(Some records)
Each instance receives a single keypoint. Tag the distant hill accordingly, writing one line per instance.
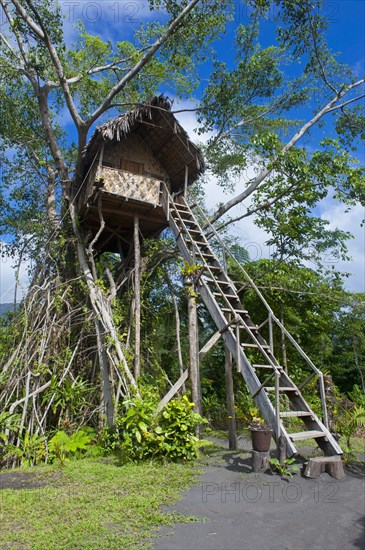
(5, 307)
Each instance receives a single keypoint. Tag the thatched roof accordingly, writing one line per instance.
(159, 129)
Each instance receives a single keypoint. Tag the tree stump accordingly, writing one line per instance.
(260, 461)
(330, 464)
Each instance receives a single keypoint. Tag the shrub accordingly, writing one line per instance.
(144, 434)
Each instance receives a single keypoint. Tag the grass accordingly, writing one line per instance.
(92, 504)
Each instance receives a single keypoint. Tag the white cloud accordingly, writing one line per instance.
(350, 221)
(254, 238)
(107, 18)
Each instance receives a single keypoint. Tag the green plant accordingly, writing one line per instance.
(285, 469)
(350, 421)
(30, 450)
(144, 433)
(10, 424)
(62, 446)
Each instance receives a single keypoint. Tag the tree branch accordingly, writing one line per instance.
(255, 182)
(173, 27)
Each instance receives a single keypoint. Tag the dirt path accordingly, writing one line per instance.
(242, 510)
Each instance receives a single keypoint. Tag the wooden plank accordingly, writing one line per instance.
(310, 434)
(175, 388)
(208, 346)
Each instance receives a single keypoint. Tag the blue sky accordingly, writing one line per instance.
(117, 20)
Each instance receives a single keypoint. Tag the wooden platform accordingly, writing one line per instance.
(118, 213)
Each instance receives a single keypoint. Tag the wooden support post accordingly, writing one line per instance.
(186, 181)
(330, 464)
(178, 340)
(282, 450)
(194, 351)
(103, 362)
(260, 461)
(231, 413)
(283, 342)
(137, 299)
(208, 346)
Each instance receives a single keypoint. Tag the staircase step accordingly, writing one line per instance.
(310, 434)
(239, 311)
(255, 346)
(200, 243)
(282, 388)
(289, 414)
(228, 296)
(265, 367)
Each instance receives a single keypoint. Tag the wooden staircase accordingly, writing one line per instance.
(267, 381)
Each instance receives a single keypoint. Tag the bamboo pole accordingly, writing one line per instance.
(194, 351)
(137, 299)
(231, 413)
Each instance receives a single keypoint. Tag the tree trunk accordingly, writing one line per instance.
(231, 413)
(137, 299)
(178, 340)
(283, 342)
(103, 361)
(194, 352)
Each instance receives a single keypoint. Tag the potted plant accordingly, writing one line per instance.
(260, 435)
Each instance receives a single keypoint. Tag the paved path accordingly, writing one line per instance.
(242, 510)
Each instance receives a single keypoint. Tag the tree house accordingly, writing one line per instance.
(128, 161)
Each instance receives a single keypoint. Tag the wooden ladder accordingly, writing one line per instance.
(266, 379)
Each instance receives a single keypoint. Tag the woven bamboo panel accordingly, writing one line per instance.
(126, 184)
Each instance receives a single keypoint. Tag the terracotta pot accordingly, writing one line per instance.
(261, 440)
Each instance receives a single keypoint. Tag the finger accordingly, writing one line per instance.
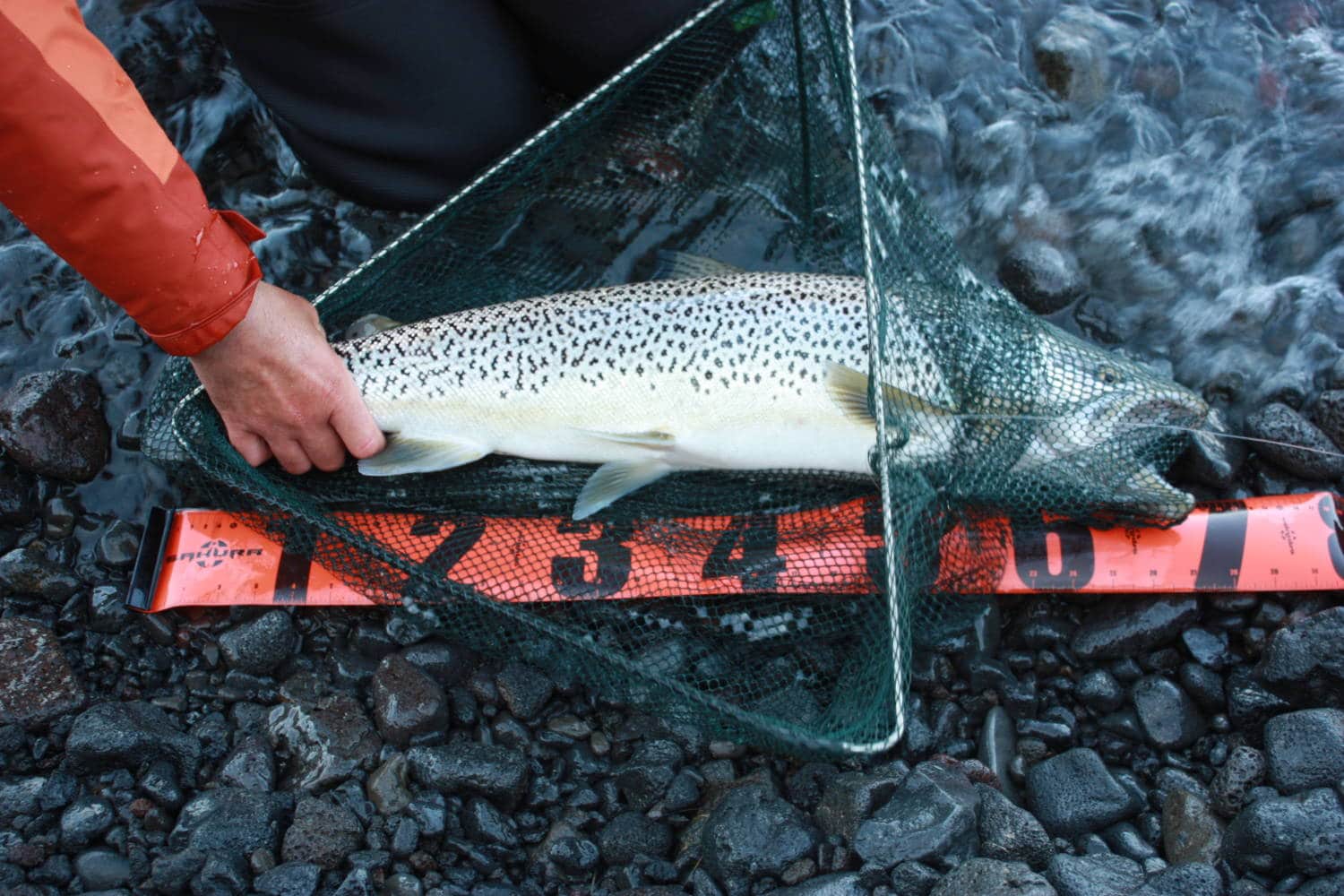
(252, 446)
(290, 455)
(355, 425)
(324, 449)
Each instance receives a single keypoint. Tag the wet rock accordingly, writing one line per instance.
(230, 820)
(849, 798)
(1305, 659)
(406, 702)
(1093, 874)
(752, 831)
(29, 571)
(51, 424)
(85, 821)
(386, 788)
(1099, 691)
(1168, 716)
(37, 684)
(1305, 750)
(1244, 770)
(489, 771)
(1262, 837)
(250, 766)
(632, 834)
(1042, 277)
(322, 834)
(1074, 794)
(992, 877)
(523, 689)
(172, 872)
(1010, 833)
(1281, 424)
(1070, 54)
(1191, 833)
(827, 885)
(1128, 627)
(261, 645)
(930, 817)
(1193, 879)
(327, 740)
(118, 546)
(101, 869)
(126, 735)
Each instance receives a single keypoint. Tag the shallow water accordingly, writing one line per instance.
(1185, 156)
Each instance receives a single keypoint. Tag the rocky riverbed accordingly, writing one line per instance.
(1159, 177)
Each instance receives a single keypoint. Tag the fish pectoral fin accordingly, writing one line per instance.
(685, 266)
(613, 481)
(421, 454)
(655, 440)
(849, 390)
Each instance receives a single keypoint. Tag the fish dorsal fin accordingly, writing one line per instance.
(421, 454)
(685, 266)
(613, 481)
(653, 440)
(849, 390)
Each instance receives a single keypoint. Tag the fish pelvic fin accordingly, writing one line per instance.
(421, 454)
(849, 390)
(613, 481)
(685, 266)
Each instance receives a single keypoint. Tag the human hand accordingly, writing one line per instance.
(282, 392)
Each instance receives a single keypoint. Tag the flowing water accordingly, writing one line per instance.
(1180, 161)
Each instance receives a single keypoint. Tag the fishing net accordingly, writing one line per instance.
(739, 137)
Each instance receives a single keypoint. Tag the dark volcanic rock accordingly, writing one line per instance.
(29, 571)
(523, 689)
(1075, 794)
(1168, 716)
(1262, 837)
(325, 740)
(1244, 770)
(261, 645)
(632, 834)
(1008, 831)
(1191, 833)
(930, 815)
(1093, 874)
(1124, 627)
(37, 684)
(491, 771)
(230, 820)
(1281, 424)
(1305, 750)
(129, 735)
(992, 877)
(1042, 277)
(1190, 879)
(51, 424)
(322, 834)
(1306, 659)
(406, 702)
(752, 831)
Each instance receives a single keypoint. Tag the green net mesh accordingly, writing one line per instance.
(739, 137)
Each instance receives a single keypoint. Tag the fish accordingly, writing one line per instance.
(711, 368)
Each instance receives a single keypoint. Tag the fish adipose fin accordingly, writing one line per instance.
(613, 481)
(687, 266)
(849, 390)
(409, 454)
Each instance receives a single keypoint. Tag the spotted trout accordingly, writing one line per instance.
(710, 370)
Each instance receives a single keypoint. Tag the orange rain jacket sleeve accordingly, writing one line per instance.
(88, 169)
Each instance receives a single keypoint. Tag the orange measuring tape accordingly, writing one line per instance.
(1285, 543)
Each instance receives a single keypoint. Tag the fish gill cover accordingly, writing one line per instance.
(741, 137)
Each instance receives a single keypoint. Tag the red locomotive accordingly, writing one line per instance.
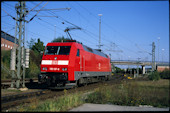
(67, 64)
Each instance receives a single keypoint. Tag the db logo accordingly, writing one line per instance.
(55, 69)
(55, 62)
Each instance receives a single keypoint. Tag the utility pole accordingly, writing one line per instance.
(20, 33)
(158, 48)
(100, 31)
(138, 67)
(153, 56)
(55, 32)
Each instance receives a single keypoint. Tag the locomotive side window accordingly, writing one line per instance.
(78, 52)
(57, 50)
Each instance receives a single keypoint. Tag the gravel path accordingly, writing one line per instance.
(106, 107)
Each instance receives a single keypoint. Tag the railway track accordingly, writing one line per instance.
(15, 100)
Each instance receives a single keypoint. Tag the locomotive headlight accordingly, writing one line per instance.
(44, 68)
(64, 69)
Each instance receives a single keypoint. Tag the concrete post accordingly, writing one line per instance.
(143, 69)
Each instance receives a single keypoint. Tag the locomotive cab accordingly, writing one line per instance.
(55, 64)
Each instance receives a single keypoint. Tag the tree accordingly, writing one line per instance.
(60, 39)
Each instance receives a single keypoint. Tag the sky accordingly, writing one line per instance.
(128, 28)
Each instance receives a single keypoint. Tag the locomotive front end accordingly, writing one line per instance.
(54, 65)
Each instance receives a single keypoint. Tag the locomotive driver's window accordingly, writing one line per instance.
(57, 50)
(78, 52)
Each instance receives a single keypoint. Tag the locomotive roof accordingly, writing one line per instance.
(86, 48)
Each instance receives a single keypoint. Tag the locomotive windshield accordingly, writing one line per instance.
(57, 50)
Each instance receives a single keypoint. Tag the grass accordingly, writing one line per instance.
(134, 93)
(130, 93)
(63, 103)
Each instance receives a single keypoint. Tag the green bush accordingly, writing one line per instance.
(154, 76)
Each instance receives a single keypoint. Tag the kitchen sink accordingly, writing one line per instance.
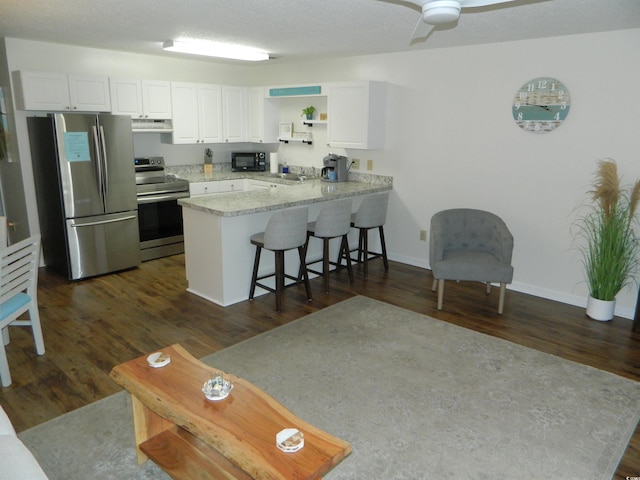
(292, 176)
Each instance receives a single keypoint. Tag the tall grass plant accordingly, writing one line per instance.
(610, 249)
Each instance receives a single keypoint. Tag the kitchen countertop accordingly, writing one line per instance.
(296, 193)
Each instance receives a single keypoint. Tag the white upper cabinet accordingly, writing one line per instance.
(141, 99)
(55, 92)
(234, 114)
(356, 114)
(197, 113)
(263, 117)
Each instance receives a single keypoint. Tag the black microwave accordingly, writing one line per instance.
(248, 161)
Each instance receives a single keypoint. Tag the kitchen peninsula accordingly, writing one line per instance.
(218, 254)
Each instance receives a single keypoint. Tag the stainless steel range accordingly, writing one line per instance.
(159, 215)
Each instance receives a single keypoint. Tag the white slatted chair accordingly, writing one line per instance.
(18, 295)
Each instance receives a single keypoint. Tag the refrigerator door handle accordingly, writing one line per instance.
(103, 222)
(105, 183)
(99, 163)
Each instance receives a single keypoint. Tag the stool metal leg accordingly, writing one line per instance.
(325, 263)
(254, 277)
(365, 250)
(384, 249)
(344, 251)
(279, 277)
(305, 274)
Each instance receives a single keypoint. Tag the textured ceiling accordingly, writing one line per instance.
(292, 30)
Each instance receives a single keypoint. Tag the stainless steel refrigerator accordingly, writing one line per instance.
(85, 184)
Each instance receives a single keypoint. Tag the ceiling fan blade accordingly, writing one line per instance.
(423, 38)
(481, 3)
(418, 26)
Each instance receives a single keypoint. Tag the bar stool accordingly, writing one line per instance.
(334, 220)
(286, 230)
(372, 213)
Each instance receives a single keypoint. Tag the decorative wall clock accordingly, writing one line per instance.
(541, 105)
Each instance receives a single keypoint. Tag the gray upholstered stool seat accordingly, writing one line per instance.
(473, 245)
(286, 230)
(372, 213)
(334, 221)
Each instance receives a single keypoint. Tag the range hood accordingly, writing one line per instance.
(152, 126)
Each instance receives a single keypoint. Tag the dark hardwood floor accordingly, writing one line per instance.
(92, 325)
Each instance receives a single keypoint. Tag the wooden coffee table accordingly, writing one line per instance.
(192, 437)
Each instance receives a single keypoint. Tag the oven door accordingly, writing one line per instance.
(160, 225)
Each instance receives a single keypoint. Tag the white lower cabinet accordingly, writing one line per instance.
(215, 186)
(252, 185)
(203, 188)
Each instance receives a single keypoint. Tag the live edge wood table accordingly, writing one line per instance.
(191, 437)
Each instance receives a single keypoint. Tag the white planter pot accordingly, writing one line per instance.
(601, 310)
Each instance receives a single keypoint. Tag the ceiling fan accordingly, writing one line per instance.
(440, 13)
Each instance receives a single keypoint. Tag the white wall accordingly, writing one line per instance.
(451, 140)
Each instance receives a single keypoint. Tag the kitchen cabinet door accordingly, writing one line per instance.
(141, 99)
(263, 117)
(184, 103)
(156, 99)
(196, 113)
(234, 114)
(356, 115)
(126, 97)
(209, 113)
(89, 94)
(59, 92)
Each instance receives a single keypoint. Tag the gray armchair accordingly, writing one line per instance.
(472, 245)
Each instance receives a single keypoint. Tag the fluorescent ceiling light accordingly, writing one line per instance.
(212, 49)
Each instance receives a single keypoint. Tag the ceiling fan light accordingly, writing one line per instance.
(439, 12)
(213, 49)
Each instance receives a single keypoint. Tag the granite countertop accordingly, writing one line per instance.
(233, 204)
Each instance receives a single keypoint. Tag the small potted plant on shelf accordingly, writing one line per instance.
(610, 248)
(308, 112)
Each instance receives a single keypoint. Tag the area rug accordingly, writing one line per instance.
(416, 397)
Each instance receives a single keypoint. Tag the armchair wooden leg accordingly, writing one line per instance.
(503, 288)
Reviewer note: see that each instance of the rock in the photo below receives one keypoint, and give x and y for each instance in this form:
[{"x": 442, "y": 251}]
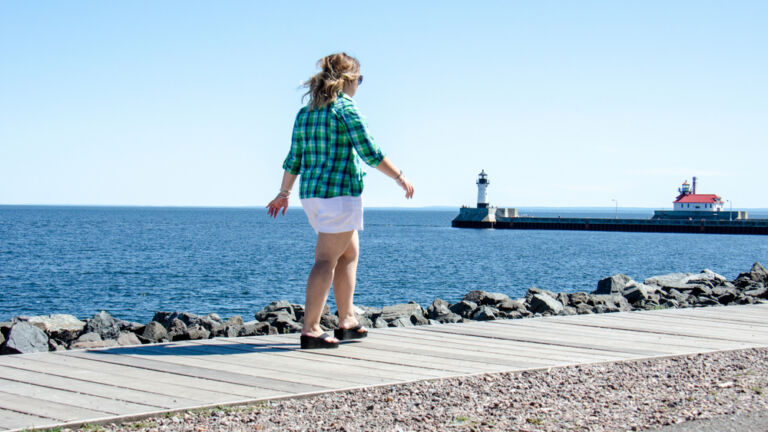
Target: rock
[
  {"x": 197, "y": 332},
  {"x": 485, "y": 298},
  {"x": 419, "y": 319},
  {"x": 177, "y": 329},
  {"x": 758, "y": 273},
  {"x": 128, "y": 339},
  {"x": 284, "y": 323},
  {"x": 234, "y": 325},
  {"x": 485, "y": 313},
  {"x": 253, "y": 328},
  {"x": 541, "y": 303},
  {"x": 726, "y": 298},
  {"x": 54, "y": 345},
  {"x": 278, "y": 306},
  {"x": 365, "y": 321},
  {"x": 511, "y": 305},
  {"x": 612, "y": 285},
  {"x": 400, "y": 322},
  {"x": 109, "y": 343},
  {"x": 609, "y": 303},
  {"x": 438, "y": 308},
  {"x": 709, "y": 276},
  {"x": 668, "y": 280},
  {"x": 403, "y": 310},
  {"x": 463, "y": 308},
  {"x": 757, "y": 293},
  {"x": 155, "y": 332},
  {"x": 92, "y": 340},
  {"x": 533, "y": 291},
  {"x": 23, "y": 338},
  {"x": 577, "y": 298},
  {"x": 105, "y": 325},
  {"x": 90, "y": 337},
  {"x": 450, "y": 318},
  {"x": 62, "y": 327},
  {"x": 636, "y": 294}
]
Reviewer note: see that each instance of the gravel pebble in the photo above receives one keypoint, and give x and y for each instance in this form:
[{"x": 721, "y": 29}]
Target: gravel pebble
[{"x": 619, "y": 396}]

--- TASK BRIEF ---
Find the line containing "Reviewer note: see that each instance of the gravel". Reproduce it exactly, along with every line after it through the last.

--- WRITTEN SOLUTION ---
Reviewer note: see that each instance of the gravel pebble in the photo above receives one keypoint, and give x and y for each instance in this form:
[{"x": 721, "y": 29}]
Target: gravel pebble
[{"x": 619, "y": 396}]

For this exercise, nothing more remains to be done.